— Begin Material —

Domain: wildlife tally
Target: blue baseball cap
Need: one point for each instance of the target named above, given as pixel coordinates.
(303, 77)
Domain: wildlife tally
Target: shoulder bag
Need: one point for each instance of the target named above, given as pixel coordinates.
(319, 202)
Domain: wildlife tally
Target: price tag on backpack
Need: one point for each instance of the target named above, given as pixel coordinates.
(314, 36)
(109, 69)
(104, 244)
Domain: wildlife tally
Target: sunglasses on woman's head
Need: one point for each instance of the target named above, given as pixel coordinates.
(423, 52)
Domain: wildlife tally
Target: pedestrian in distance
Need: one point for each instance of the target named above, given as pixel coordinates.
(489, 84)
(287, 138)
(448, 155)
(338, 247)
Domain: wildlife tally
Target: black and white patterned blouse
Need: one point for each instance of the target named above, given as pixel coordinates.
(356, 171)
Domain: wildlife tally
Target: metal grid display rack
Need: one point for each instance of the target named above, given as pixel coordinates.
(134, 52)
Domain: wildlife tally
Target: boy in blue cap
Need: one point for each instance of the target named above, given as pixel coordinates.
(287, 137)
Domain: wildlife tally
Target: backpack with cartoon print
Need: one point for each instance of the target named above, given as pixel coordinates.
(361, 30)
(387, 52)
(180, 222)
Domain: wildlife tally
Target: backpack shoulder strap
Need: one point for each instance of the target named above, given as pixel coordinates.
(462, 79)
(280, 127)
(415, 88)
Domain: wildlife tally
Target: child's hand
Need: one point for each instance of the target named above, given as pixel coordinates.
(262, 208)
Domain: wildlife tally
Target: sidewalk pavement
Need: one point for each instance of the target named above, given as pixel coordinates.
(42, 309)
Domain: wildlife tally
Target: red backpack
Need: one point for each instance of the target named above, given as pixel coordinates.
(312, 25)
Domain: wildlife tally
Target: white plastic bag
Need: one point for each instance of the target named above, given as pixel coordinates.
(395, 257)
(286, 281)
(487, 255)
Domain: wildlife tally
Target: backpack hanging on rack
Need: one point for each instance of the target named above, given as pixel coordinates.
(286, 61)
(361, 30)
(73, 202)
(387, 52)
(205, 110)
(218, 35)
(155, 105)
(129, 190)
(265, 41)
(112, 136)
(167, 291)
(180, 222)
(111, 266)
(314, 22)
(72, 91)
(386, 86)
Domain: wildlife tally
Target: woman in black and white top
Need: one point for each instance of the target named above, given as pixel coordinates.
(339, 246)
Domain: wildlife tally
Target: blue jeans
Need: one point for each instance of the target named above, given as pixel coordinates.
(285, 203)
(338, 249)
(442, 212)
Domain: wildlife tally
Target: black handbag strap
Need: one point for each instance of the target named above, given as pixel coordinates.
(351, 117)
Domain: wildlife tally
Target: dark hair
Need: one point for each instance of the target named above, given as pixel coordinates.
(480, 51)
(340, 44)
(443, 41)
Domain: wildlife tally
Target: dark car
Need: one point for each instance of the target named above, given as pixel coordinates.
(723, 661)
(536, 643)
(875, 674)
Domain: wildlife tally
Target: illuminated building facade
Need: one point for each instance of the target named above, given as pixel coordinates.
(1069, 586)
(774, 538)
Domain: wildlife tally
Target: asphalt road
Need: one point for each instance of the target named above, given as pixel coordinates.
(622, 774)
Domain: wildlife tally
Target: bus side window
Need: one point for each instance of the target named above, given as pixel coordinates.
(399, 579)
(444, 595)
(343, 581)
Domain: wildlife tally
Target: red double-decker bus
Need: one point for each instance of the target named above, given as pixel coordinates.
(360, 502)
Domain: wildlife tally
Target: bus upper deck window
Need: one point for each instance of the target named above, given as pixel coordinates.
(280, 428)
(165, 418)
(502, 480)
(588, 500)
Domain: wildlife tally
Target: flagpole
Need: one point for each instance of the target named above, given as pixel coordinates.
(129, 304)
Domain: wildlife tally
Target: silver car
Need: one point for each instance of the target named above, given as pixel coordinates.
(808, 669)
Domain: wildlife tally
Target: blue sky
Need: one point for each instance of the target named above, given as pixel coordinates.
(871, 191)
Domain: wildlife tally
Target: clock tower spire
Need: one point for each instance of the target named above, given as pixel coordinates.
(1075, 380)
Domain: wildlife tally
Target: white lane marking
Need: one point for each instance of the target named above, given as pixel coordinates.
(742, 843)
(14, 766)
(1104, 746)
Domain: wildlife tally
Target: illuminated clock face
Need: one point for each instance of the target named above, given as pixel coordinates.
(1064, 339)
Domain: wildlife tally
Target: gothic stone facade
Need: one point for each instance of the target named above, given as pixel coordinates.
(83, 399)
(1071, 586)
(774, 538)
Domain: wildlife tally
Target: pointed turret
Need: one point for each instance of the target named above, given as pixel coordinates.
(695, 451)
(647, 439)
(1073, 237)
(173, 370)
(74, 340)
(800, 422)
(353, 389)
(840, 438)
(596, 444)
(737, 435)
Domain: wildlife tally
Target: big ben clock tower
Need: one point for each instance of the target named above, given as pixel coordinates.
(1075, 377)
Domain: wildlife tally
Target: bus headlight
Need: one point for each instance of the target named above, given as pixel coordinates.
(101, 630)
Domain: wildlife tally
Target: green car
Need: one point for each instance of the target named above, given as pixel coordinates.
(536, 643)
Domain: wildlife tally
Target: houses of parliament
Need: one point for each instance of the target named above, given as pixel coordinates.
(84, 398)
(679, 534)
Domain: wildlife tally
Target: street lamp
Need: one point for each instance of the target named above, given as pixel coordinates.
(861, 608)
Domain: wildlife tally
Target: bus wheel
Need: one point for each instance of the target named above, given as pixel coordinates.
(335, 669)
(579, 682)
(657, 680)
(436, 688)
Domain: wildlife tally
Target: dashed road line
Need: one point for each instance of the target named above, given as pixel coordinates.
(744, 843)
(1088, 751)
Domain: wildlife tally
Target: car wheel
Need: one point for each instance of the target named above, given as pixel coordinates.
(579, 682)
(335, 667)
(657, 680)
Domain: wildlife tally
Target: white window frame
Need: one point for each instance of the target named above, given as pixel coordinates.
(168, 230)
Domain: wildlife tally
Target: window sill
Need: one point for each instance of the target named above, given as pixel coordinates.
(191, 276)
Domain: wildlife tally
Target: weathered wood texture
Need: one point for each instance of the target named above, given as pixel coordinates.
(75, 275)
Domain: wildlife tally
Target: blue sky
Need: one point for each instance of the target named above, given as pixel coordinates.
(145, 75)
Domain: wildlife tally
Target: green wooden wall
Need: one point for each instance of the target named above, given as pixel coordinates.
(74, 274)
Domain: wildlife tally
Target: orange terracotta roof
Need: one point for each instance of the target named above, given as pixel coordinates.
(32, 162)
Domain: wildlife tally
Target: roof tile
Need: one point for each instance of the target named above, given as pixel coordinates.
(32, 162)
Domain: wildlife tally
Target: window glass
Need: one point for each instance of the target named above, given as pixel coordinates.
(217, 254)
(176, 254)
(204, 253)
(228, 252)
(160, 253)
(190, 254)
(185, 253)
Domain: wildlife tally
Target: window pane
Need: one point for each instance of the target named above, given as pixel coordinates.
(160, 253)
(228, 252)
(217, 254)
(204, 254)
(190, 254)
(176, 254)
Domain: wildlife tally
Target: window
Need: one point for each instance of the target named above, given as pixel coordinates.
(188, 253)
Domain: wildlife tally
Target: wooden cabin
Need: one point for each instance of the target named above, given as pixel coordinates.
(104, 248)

— End Material —

Please set down all the data word for word.

Domain: wildlife tally
Target: blue baseball cap
Need: one point for each instance of the target named above, given as pixel coordinates.
(303, 77)
Domain: wildlife tally
Target: shoulder bag
Need: one point for each instance of the target named above, given as pixel coordinates.
(319, 202)
Domain: wildlife tally
Target: price tag on backpack
Need: one point for each instance of the target named above, given as pixel coordinates.
(314, 36)
(109, 69)
(104, 244)
Domain: wildlife tally
Target: sunglasses on woman's head
Need: one point for each instance of the target named above, given as pixel coordinates.
(423, 52)
Domain: wildlife tally
Target: pedestrian in distance
Need: one point for each instance of the target named above, given as pixel coordinates.
(489, 84)
(287, 138)
(448, 155)
(338, 247)
Domain: wildlife tally
Target: black and white patterned blouse
Need: one point for each instance of the target named above, given as pixel coordinates.
(356, 171)
Domain: wildlife tally
Target: metal grid display rack
Need: one point for each instance of the target named above, given as pixel coordinates.
(134, 52)
Domain: wildlife tally
Target: boy in blue cap
Need: one point for each instance of the target named above, given as pixel coordinates.
(287, 137)
Domain: wildlife tally
Target: backpack with cartoon print
Need: one point for each instance of the target named above, given as pixel coordinates.
(361, 30)
(387, 52)
(180, 222)
Domain: wildlife tally
Target: backpack shoulder strap
Need: one point for each instance of the target named above, given as pixel coordinates.
(462, 79)
(280, 127)
(415, 88)
Domain: wildlife tally
Target: child's hand
Need: one point for each instance of the target named above, given as pixel coordinates.
(262, 208)
Domain: wildlife tally
Target: sidewalk pavement
Need: one point for each instance of the target named above, given as pixel coordinates.
(42, 309)
Domain: wildlife tally
Target: red backpack
Need: one point for each instance of the target named above, given as pixel coordinates.
(312, 25)
Domain: wildlife tally
Target: white plastic bag
Need: one point for each instance of the target named above, given as pixel coordinates.
(395, 257)
(286, 281)
(487, 255)
Domain: wildlife tally
Target: backpack hanging on rack
Need: one point for each instance of the target named above, given as pixel coordinates.
(286, 61)
(361, 30)
(73, 202)
(387, 52)
(205, 110)
(218, 35)
(155, 105)
(129, 190)
(265, 41)
(112, 136)
(167, 291)
(180, 222)
(111, 266)
(314, 22)
(72, 91)
(386, 86)
Domain: wildlife tally
Target: woman in black and white top
Need: one point for each instance of the target named above, given as pixel coordinates.
(339, 246)
Domain: wildlife tally
Target: blue jeans
Need: one point for each instance of the target named above, given as pixel coordinates.
(285, 203)
(338, 249)
(442, 212)
Domain: wildlife tally
Target: black handbag strap
Need: one point for each instance of the target named above, given as pixel coordinates.
(351, 117)
Domain: wildlife tally
Target: dark hair
Need: one point for each instance of the target named above, given as pixel coordinates.
(480, 51)
(340, 44)
(443, 41)
Domain: wildlife tally
Target: dark car
Need: one point for each instance of the target named above, given as pixel coordinates.
(723, 661)
(536, 643)
(875, 674)
Domain: wildlife tally
Target: illuminated building facade
Need: one point for each instance of the target named above, given as pixel coordinates.
(1069, 586)
(774, 538)
Domain: wildlife tally
Target: asphalt road
Need: one point for each instance of the target named above, given as pixel coordinates.
(622, 774)
Domain: wildlife tally
Target: bus side window
Need: one point for each instance of the target named above, given as pixel coordinates.
(399, 579)
(444, 595)
(343, 581)
Domain: wildlife tally
Target: red double-decker bus
Need: one point for each instance of the target named above, given as pixel coordinates.
(360, 502)
Domain: wildlife tally
Target: bus upper deck window
Need: one point for each instance of the target named above, given as pixel coordinates.
(280, 428)
(165, 418)
(502, 480)
(588, 500)
Domain: wildlife tally
Target: flagpole
Need: one point for each instance of the target named above, given as pixel coordinates.
(129, 304)
Domain: wildlife tally
Target: silver car
Need: one point for each instance of the target named above, given as pixel coordinates.
(808, 669)
Domain: wildlife tally
Target: blue sky
Need: one point for each instance of the target named above, given as pixel coordinates.
(871, 191)
Domain: wildlife tally
Target: clock tower spire
Need: one point for each instance of the target named above, given as pixel coordinates.
(1075, 380)
Domain: wildlife tally
Target: white lane marking
Need: one point for each instance of the target named above, given as pixel coordinates.
(742, 843)
(14, 766)
(1104, 746)
Domain: wildlife tally
Target: illuminated clock face
Need: one point for each instance of the target named above, given as pixel coordinates.
(1064, 339)
Domain: wildlife tally
Target: gothic stone facade
Need: one point for each instance of the target named above, given as pixel coordinates.
(83, 399)
(1071, 586)
(774, 538)
Domain: wildlife tally
Target: pointed turret
Need: one point for each instance of the target named above, given as pixel coordinates.
(695, 451)
(647, 439)
(1073, 237)
(173, 370)
(74, 340)
(800, 422)
(353, 389)
(840, 438)
(596, 444)
(737, 435)
Domain: wildlife tally
Target: big ben clock tower
Need: one point for each instance of the target named above, given as pixel coordinates.
(1075, 377)
Domain: wildlife tally
Target: bus headlight
Need: one point for each instance of the target named above, given as pixel coordinates.
(101, 630)
Domain: wildlife tally
Target: green car
Need: one point for each instance of the target named above, given as pixel coordinates.
(536, 643)
Domain: wildlife tally
Target: houses of parliament
Need: one point for each instance of the target named above, given as pixel coordinates.
(84, 398)
(679, 534)
Domain: wildlife tally
Target: street lamp
Need: one point for each instance of the target named above, given as pixel coordinates.
(861, 608)
Domain: wildlife tally
Target: bus wheel
Need: one point for each instance of the target named above, given as pixel coordinates.
(335, 669)
(579, 682)
(657, 680)
(436, 688)
Domain: wildlife tally
Target: dashed road line
Need: one point for each instance of the target named above, given as pixel coordinates.
(744, 843)
(1088, 751)
Domain: wildlife tally
Target: car wheel
Need: one point for each instance of the target named above, given as pixel coordinates.
(579, 682)
(335, 667)
(657, 680)
Domain: wildlife tally
Target: white window frame
Need: one point for each instance of the target named above, given as pixel coordinates.
(168, 230)
Domain: wildlife tally
Target: window sill
Need: one point for each instance of the target named above, given as pixel coordinates.
(191, 276)
Domain: wildlife tally
Target: weathered wood texture
Need: one point for each instance of the target named above, given as pixel coordinates.
(75, 275)
Domain: wildlife tally
Target: blue sky
Need: one point for each instance of the target named above, given as pixel coordinates.
(145, 75)
Domain: wildlife tally
Target: green wooden wall
Need: one point for each instance of the target named above, given as pixel coordinates.
(74, 274)
Domain: wildlife tally
Target: orange terracotta roof
Need: one point for each instance of the target named above, given as pixel coordinates.
(32, 162)
Domain: wildlife tally
Target: roof tile
Need: one point for each instance of the target named above, given as pixel coordinates.
(32, 162)
Domain: wildlife tally
Target: window glass
Need: one point for each instance of the target named above, given as pixel coordinates.
(217, 254)
(176, 254)
(204, 253)
(228, 252)
(160, 253)
(190, 254)
(185, 253)
Domain: wildlife tally
Target: window pane
Need: one point for each instance of the target named above, given as pixel coordinates.
(160, 253)
(228, 252)
(217, 254)
(204, 254)
(190, 254)
(176, 254)
Domain: wildlife tally
Target: window
Need: one point for each instance of the target named above, given as pixel coordinates.
(188, 253)
Domain: wildlife tally
Target: wooden cabin
Need: one point for each instance of the target named above, given as pixel coordinates.
(104, 248)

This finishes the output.